**Text section:**
* * * * * * * * *

I separated the direction of each of two captures which gave me 4 capture files, video received, video transmitted, interactive data received and interactive data transmitted.

Bandwidth

Received Transmitted Ratio
Video 193.2 MB 7.0 MB 0.036
Interactive 0.59 MB 0.58 MB 0.98

Looking at the chart above, the video watching has a much larger amount of data received than transmitted compared to the interactive session where a similar amount of data is transmitted and received.  Analysis of most video streaming and flows where downloading is occurring will yield a similar results.  The ratio of received to transmitted data will be high.  Interactive sessions tend to have a more balanced ratio of transmitted to received data compared to a video session.  This of course has dependencies on what the user is doing in the interactive session, but typically this has been the case in my experience.

Inter-packet timing

Another interesting metric is the time difference or delta between two packets.  Watching a video or listening to music, the delta between two packets tends to be small in comparison to an interactive type of session.  There are a few reason for this.  Since the video is being viewed, it is important to ensure that the data arrives in a timely manner so as to not have the video ‘freeze’ while being watched.   Some software attempts to write the video data to disk in advance of viewing to help mitigate this problem, but that leaves an exposure where an savvy individual can obtain a copy of the video by simply making a copy of the temporary file.  As a result, newer software tends to attempt to keep the data in memory and not write it to disk.  The result is the need to ensure a smooth delivery of data, minimizing delay between packets (known as Jitter).

Received (seconds)
Transmitted (seconds)
Maximum Mean Std Dev. Maximum Mean Std Dev.

* * * * * * * * *

**Extracted records:**

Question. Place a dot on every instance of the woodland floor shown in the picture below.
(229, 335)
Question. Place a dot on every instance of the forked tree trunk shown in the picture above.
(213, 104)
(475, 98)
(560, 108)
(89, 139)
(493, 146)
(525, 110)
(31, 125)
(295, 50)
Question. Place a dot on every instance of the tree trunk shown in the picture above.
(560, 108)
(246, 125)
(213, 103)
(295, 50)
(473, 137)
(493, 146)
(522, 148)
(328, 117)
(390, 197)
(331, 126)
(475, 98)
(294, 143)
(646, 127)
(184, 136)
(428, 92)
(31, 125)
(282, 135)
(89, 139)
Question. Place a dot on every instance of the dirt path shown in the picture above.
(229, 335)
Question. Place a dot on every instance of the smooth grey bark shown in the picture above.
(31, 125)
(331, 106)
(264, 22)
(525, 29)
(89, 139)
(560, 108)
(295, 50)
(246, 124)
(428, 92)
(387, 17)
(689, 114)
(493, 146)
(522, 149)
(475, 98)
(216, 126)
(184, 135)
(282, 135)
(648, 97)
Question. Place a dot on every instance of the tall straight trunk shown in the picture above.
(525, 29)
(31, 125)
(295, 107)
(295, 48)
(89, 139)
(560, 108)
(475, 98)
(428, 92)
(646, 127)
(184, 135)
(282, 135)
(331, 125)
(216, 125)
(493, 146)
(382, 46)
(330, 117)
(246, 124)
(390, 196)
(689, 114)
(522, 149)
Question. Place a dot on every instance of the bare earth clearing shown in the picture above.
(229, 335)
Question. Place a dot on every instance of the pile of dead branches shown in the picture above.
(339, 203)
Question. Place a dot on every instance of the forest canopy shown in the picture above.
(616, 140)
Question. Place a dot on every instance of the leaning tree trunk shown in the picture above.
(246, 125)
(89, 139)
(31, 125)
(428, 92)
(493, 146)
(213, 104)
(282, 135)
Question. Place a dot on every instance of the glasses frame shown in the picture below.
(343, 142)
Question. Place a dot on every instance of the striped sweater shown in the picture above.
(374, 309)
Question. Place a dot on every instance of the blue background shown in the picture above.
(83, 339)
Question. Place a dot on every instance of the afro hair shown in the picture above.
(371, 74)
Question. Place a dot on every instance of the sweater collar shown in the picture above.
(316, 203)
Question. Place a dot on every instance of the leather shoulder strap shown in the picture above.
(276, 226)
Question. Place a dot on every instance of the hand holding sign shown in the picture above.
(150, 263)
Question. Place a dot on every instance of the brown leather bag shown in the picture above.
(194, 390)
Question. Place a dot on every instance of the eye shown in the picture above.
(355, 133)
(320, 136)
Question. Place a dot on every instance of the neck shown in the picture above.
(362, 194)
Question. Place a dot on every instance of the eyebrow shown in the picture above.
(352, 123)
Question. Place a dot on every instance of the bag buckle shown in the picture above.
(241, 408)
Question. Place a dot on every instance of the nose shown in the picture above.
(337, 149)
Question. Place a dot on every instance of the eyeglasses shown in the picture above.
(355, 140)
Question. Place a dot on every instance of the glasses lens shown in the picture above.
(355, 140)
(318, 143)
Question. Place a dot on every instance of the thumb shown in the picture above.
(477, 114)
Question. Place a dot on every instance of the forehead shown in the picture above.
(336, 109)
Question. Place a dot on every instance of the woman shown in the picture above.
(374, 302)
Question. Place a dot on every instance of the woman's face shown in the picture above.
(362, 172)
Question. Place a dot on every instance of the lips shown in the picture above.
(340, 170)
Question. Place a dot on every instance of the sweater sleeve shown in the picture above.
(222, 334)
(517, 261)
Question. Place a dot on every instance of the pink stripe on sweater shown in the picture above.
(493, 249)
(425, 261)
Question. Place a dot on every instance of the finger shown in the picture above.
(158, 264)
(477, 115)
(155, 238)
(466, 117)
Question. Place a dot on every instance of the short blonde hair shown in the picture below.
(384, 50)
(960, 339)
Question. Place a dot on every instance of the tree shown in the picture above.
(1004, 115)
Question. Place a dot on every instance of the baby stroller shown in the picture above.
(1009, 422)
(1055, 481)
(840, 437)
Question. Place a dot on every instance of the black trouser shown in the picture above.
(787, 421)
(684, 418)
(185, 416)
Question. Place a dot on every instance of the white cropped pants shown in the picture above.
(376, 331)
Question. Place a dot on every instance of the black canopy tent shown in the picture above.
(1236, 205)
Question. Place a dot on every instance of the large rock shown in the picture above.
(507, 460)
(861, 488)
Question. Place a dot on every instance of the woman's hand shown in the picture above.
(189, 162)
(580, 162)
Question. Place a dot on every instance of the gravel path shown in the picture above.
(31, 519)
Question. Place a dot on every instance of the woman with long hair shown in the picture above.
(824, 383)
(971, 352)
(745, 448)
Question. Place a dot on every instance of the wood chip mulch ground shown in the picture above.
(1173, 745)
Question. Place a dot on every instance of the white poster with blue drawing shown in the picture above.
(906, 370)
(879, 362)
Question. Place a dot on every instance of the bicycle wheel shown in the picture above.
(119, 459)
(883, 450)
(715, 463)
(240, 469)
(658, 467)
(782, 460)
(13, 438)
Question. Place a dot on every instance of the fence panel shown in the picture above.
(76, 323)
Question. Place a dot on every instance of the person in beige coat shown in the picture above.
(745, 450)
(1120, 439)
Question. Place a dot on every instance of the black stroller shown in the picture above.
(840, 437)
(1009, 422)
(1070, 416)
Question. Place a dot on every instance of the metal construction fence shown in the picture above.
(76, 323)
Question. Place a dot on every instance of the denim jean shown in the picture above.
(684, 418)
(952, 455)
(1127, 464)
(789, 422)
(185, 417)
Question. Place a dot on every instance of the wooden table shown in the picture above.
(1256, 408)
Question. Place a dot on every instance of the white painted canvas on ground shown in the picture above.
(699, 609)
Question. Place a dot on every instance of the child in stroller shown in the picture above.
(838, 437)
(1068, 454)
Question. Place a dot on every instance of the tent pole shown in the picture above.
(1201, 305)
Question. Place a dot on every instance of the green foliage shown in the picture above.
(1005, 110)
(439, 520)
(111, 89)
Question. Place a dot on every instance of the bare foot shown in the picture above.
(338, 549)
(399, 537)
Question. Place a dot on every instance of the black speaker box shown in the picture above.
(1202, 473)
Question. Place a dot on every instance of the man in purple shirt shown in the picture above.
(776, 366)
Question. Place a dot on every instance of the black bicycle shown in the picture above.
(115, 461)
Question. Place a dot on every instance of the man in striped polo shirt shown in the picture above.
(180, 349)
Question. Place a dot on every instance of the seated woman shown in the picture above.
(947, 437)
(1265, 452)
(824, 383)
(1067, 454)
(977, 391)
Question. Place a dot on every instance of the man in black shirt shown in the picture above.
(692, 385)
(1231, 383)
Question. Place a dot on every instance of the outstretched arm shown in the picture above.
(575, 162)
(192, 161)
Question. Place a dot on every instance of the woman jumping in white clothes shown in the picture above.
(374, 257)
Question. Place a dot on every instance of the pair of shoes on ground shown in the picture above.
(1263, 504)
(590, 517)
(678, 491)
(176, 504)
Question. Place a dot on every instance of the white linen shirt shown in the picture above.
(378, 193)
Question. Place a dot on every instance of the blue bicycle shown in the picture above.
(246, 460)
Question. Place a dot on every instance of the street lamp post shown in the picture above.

* * * * * * * * *

**Required task:** Can you write out, word for word, the part of the traffic analysis text above that opens with the words containing "Looking at the" and closes with "in my experience."?

**Written answer:**
Looking at the chart above, the video watching has a much larger amount of data received than transmitted compared to the interactive session where a similar amount of data is transmitted and received.  Analysis of most video streaming and flows where downloading is occurring will yield a similar results.  The ratio of received to transmitted data will be high.  Interactive sessions tend to have a more balanced ratio of transmitted to received data compared to a video session.  This of course has dependencies on what the user is doing in the interactive session, but typically this has been the case in my experience.